● DÉFI 1: Réécrivez le passage du texte sur Camus compris entre « Être triste, c'est » et « souffrance de l'autre. », bornes incluses, en remplaçant « plaisirs » par « délices ».
● DÉFI 2: D'après le texte sur Camus, quelles sont les deux raisons qu'ont les tristes de l'être ?

● DOCUMENT SOURCE:
┄┄┄┄┄┄┄┄┄┄┄┄┄┄┄┄┄┄┄┄

On nous fait croire que la souffrance est indissociable de l'homme, de sa vie, mais nous avons le droit, le devoir, de lutter car cela est une profonde injustice, et, si nous cherchons à changer ce monde, il faut aussi changer l'homme, et la vérité, la justice, la liberté, ne vont pas avec la souffrance. Le bonheur est un combat, mais un combat qu'il faut mener.
« Aller jusqu'au bout, ce n'est pas seulement résister, mais aussi se laisser aller. »
« C'est déjà vendre son âme que de ne pas savoir la réjouir. »
« L'héroïsme est peu de chose, le bonheur est plus difficile. »
Ainsi, Camus nous aide à relativiser et assumer notre quotidien, notre souffrance, nos contradictions, notre culpabilité.
« C'est facile, c'est tellement plus facile de mourir de ses contradictions que de les vivre. »
A chaque jour sa peine.
« L'important n'est pas de guérir, mais de vivre avec ses maux. »
J'ai envie de dire, à chaque jour ses joies, et s'en donner le droit.
« La vraie générosité envers l'avenir consiste à tout donner au présent. »
L'espoir est un piège, il ne faut pas attendre un hypothétique futur meilleur, il faut vivre chaque jour pour ce en quoi on croit.
Être triste, c'est ne pas accepter sa condition, en être abattu. Dès lors qu'on se révolte, on est dans l'action, pas dans expectative, on peut échapper à la tristesse.
« Les tristes ont deux raisons de l'être, ils ignorent ou ils espèrent. »
Accepter nos plaisirs, nos joies, les sentiments qui nous réchauffent. Ce n'est peut-être pas une évidence, mais, pour moi, Camus, c'est aussi une philosophie de l'amour.
« Rien au monde ne vaut qu'on se détourne de ce qu'on aime. »
Accepter de regarder ces plaisirs en face.
« Le grand courage, c'est encore de tenir les yeux ouverts sur la lumière comme sur la mort. »
Pour Camus, le plaisir est juste et vrai, on ne ment pas dans ses plaisirs.
« Nul homme n'est hypocrite dans ses plaisirs. »
Une limite toutefois, que le recherche d'absence de souffrance de l'un n'engendre pas la souffrance de l'autre.
« Faire souffrir est la seule façon de se tromper. »
Car nous sommes tous semblables. Nous regardons parfois l'autre être humain comme un concurrent, un ennemi, nous avons peur de la différence. Pourtant, il n'y en a pas. Nous sommes tous semblables, tous coupables.

┄┄┄┄┄┄┄┄┄┄┄┄┄┄┄┄┄┄┄┄

● EXTRAITS DE DONNÉES:
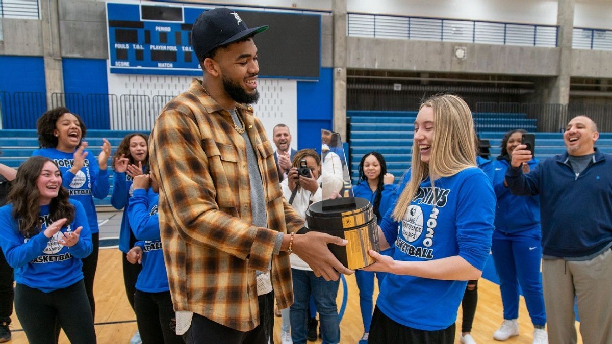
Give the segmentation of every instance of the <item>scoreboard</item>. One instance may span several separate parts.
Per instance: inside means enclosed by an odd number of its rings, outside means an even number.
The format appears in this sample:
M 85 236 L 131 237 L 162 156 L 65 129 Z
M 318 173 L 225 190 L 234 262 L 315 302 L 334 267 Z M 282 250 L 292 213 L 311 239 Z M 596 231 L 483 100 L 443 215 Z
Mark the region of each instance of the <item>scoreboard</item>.
M 201 76 L 191 29 L 207 9 L 106 2 L 110 72 Z M 261 77 L 318 79 L 320 15 L 237 12 L 249 27 L 270 26 L 255 37 Z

┄┄┄┄┄┄┄┄┄┄┄┄┄┄┄┄┄┄┄┄

● BONNE RÉPONSE 1:
Être triste, c'est ne pas accepter sa condition, en être abattu. Dès lors qu'on se révolte, on est dans l'action, pas dans expectative, on peut échapper à la tristesse.
« Les tristes ont deux raisons de l'être, ils ignorent ou ils espèrent. »
Accepter nos délices, nos joies, les sentiments qui nous réchauffent. Ce n'est peut-être pas une évidence, mais, pour moi, Camus, c'est aussi une philosophie de l'amour.
« Rien au monde ne vaut qu'on se détourne de ce qu'on aime. »
Accepter de regarder ces délices en face.
« Le grand courage, c'est encore de tenir les yeux ouverts sur la lumière comme sur la mort. »
Pour Camus, le plaisir est juste et vrai, on ne ment pas dans ses délices.
« Nul homme n'est hypocrite dans ses délices. »
Une limite toutefois, que le recherche d'absence de souffrance de l'un n'engendre pas la souffrance de l'autre.

● BONNE RÉPONSE 2: Ils ignorent ou ils espèrent.